**Task**
Could you transcribe the records below line for line, leaving out the pictures?

Pointing dataset records
--- start ---

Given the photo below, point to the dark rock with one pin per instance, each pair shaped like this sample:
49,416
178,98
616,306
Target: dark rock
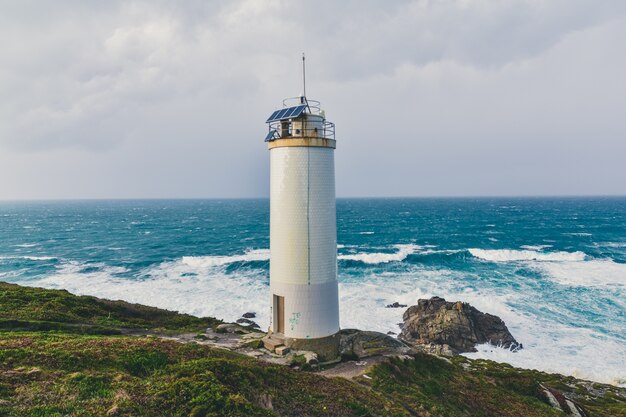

--- end ---

**Solution to this task**
Given the photo below, point to the dark rock with one pin per instance, each pair shaped like this sample:
49,416
178,98
616,306
Target: dark rock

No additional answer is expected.